» **Requirement a**: State how many lines of the records contain the string "glass", treating uppercase and lowercase as different, and reply with the number alone.

* Begin Document segment *

On Performance Improvements

01 Jun 2017

Every computer science student ends up taking an undergrad statistics course (I think), but for some reason, no one ever mentions that it’s actually useful.

When I took statistics as an undergrad, out textbook was obsessed with corn. “Suppose you plant two rows of corn, and want to find out…” Um, no. I have never planted corn, I have no intention of ever planting corn, and I have no interest in finding out anything about this hypothetical corn that – did I mention? – I will never plant. Your example is irrelevant.

Yes, I went to school in the midwest.

* End Document segment *
* Begin The input *

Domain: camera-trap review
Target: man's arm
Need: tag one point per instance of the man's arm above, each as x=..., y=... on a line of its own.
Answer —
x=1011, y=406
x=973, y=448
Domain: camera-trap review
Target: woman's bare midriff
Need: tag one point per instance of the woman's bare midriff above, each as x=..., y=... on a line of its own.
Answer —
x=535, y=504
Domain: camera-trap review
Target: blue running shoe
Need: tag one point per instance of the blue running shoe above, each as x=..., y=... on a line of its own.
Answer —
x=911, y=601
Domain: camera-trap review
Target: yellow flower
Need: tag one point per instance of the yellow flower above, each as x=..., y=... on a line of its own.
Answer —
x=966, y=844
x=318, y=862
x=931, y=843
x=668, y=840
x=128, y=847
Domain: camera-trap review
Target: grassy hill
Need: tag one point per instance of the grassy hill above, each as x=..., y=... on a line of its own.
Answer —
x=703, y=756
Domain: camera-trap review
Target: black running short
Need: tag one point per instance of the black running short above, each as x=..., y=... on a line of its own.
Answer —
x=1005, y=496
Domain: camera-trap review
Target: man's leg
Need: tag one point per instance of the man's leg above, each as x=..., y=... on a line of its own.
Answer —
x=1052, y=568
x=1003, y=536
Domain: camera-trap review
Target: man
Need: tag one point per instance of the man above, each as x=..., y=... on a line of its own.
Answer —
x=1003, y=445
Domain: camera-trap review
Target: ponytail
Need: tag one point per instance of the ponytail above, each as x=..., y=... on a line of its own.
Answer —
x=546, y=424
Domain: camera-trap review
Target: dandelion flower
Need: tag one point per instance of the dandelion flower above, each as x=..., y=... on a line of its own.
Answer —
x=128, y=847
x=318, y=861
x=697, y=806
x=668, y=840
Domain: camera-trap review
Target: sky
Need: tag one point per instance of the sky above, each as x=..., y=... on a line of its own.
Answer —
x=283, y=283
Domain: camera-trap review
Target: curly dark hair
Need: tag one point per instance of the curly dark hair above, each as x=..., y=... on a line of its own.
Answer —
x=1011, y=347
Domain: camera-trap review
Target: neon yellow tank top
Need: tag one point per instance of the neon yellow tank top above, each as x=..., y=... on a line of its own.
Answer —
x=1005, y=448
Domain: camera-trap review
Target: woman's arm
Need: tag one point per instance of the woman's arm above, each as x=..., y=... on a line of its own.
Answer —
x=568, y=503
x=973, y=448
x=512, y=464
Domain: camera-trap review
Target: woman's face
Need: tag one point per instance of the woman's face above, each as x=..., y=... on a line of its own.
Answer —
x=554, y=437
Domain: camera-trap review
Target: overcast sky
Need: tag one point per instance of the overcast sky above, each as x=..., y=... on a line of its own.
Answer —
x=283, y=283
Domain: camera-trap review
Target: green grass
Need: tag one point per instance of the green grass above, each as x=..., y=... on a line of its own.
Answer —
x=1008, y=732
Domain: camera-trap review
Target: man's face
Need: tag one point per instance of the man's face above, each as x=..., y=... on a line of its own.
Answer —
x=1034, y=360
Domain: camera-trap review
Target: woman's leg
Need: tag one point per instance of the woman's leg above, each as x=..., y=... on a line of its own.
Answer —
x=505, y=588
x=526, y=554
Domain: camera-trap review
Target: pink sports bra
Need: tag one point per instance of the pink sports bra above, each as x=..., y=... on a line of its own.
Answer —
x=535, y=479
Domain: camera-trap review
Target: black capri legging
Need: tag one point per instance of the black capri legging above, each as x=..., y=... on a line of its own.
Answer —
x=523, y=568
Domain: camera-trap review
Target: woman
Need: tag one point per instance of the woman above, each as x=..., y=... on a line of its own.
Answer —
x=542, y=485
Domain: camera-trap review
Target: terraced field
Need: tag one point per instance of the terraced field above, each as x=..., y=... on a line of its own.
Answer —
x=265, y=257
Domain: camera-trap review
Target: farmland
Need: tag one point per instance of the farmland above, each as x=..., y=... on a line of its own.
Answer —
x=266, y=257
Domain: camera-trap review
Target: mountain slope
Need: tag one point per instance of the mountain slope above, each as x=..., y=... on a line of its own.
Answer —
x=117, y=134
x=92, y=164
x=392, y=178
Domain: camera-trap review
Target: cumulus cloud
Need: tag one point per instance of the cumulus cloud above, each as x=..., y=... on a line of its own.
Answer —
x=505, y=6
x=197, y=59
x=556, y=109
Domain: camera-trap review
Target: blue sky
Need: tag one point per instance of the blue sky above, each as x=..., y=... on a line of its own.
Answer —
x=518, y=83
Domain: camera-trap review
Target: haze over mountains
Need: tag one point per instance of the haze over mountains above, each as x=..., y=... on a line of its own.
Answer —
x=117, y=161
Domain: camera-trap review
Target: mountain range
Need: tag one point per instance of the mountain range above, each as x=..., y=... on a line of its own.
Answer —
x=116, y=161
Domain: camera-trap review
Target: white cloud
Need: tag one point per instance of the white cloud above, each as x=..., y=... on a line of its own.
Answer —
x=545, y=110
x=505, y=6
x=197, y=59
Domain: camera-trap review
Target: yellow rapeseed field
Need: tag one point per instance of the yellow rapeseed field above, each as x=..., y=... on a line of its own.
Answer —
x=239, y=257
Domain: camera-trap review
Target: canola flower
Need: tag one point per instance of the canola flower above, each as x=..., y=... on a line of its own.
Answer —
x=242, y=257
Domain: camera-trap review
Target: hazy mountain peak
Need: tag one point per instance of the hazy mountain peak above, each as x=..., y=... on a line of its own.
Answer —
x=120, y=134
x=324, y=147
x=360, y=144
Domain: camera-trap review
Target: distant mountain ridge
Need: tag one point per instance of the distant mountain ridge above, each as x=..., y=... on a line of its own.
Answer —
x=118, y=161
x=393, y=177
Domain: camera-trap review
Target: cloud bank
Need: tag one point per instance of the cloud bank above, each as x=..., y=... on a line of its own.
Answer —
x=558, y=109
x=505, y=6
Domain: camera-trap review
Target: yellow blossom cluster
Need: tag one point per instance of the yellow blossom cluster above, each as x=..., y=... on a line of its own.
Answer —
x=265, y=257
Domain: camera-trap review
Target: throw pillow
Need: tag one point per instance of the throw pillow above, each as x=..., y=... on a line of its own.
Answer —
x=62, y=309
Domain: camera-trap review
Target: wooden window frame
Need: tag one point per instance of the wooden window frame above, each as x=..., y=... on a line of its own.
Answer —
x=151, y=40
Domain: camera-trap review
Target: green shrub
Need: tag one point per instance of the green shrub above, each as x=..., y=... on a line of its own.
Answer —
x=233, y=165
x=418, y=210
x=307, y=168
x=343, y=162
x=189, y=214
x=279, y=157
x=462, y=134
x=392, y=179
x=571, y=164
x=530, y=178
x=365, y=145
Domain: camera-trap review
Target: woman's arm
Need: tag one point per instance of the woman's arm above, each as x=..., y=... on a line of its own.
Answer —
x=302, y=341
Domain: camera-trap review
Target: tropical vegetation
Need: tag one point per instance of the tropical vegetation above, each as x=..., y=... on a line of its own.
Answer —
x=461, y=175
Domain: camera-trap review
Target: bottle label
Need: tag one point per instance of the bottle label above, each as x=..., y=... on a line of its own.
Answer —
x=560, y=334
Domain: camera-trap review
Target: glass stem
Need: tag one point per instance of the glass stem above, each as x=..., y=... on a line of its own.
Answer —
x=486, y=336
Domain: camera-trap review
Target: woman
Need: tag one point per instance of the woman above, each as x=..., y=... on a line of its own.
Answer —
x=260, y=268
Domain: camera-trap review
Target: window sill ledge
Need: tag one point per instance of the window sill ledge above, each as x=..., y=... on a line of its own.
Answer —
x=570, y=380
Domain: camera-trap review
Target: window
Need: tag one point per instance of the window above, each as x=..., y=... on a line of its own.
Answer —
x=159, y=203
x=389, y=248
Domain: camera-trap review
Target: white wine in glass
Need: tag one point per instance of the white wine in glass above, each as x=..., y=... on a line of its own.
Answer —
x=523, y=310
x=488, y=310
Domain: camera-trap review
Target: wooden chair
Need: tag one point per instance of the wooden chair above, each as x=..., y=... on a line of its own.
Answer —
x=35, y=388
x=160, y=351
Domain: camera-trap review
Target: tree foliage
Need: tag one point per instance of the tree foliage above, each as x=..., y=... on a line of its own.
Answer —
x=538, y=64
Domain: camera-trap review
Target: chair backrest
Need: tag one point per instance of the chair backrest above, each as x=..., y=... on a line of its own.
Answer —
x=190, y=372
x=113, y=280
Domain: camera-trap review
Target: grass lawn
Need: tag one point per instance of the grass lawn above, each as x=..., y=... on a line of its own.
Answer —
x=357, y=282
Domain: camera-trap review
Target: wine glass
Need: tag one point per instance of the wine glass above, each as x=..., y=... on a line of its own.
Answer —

* End The input *

» **Requirement b**: In the post titled "On Performance Improvements," list each distinct form of the verb "plant" that appears.

» **Complete output a**: 6

» **Complete output b**:
plant
planted
planting